___ Textauszug

Aus Begegnung wird Beratung wird Beziehung
Insgesamt wurden acht Familien mit Kindern mit Unterstützungsbedarf in dieser Zeit intensiv begleitet. Darunter Kinder mit Besonderheiten aus dem Autismus-Spektrum, Down-Syndrom oder Lernschwierigkeiten. Alle hatten zusätzlich Kriegs- und Fluchterfahrungen im Gepäck. Olena und Beata begleiteten die Familien zu Ärzten und Terminen, besorgten Wohnungen, halfen bei Umzügen, bei Anträgen und Formularen. Oft war der direkte Kontakt erfolgreicher als der Weg durch die Bürokratie. „In Deutschland sind viele Abläufe sehr komplex. Allein hätten die Familien das nicht geschafft“, sind sich beide einig und freuen sich, dass die Zusammenarbeit so gut geklappt hat: „Wir haben uns gut ergänzt“. Auch Myria Sprenger konnte ihr Wissen als Kita-Fachberaterin wirksam einsetzen, um die benötigten Kita- und Schulplätze für die Kinder erfolgreich zu vermitteln. „Ich kenne die Strukturen und Wege vor Ort“. Zusammen mit Nina Wurzrainer übernahm sie Fahrdienste, schrieb Berichte und Protokolle.

Am Ende der Projektlaufzeit im Herbst 2023 sind die acht Familien im Kreis Bergstraße angekommen und nehmen ein Stück weit am gesellschaftlichen Leben teil. Wohnungen sind gefunden, Betreuungsplätze für die Kinder organisiert, notwendige Diagnosen gestellt, Behandlungen oder Betreuungen beantragt. Eine Basis ist geschaffen. „Am Anfang saßen die Kinder ängstlich in der Ecke, beim Abschlussfest spielten alle fröhlich miteinander“, beschreibt Beata die Entwicklung der Kinder. Auf das Erreichte können alle stolz sein. Alle haben ihre Fähigkeiten eingebracht. Das hat wesentlich zum Erfolg des Projektes beigetragen und geholfen, Grenzen zu überwinden. Einen großen Anteil daran hatte Johanna Götte, die im Inklusiven
Familienzentrum für die Beratung zuständig war und im Frühjahr 2023 unerwartet verstarb. Ihr plötzlicher Tod hinterließ nicht nur im Projekt eine große Lücke. „Egal, wie die Situation war, Johanna ist immer etwas eingefallen, sie hat uns viele Tipps gegeben. Für die Menschen da zu sein, etwas zu bewegen, dafür stand Johanna“, wissen ihre Kolleginnen. Olena fügt hinzu: “Ich habe viel von ihr gelernt. Ich konnte etwas bewegen, das macht mich zufrieden und glücklich“.

______
___ Entnommenes Material

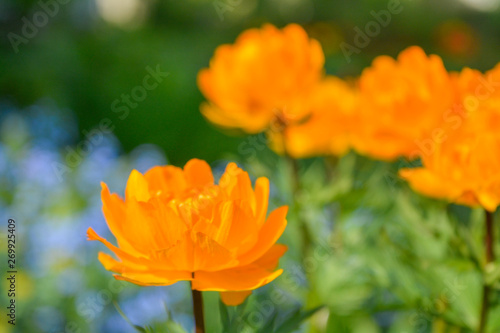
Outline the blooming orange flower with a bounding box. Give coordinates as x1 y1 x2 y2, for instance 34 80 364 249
353 46 453 160
268 76 359 158
198 24 324 133
400 65 500 212
88 159 288 305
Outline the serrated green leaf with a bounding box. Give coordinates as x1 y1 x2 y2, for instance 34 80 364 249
273 305 323 333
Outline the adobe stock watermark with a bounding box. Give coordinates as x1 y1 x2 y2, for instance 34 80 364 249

______

* Aufgabenbeschreibung: Fassen Sie den Textauszug in zwei Sätzen zusammen. Die Einträge werden hier nicht benötigt.

* Bearbeitete Aufgabe: Olena und Beata begleiteten acht Familien mit Kindern mit Unterstützungsbedarf, die zusätzlich Kriegs- und Fluchterfahrungen hatten, zu Ärzten und Terminen, besorgten Wohnungen und halfen bei Anträgen, während Myria Sprenger Kita- und Schulplätze vermittelte. Am Ende der Projektlaufzeit im Herbst 2023 waren die Familien im Kreis Bergstraße angekommen, wobei die im Frühjahr 2023 unerwartet verstorbene Johanna Götte einen großen Anteil am Erfolg hatte.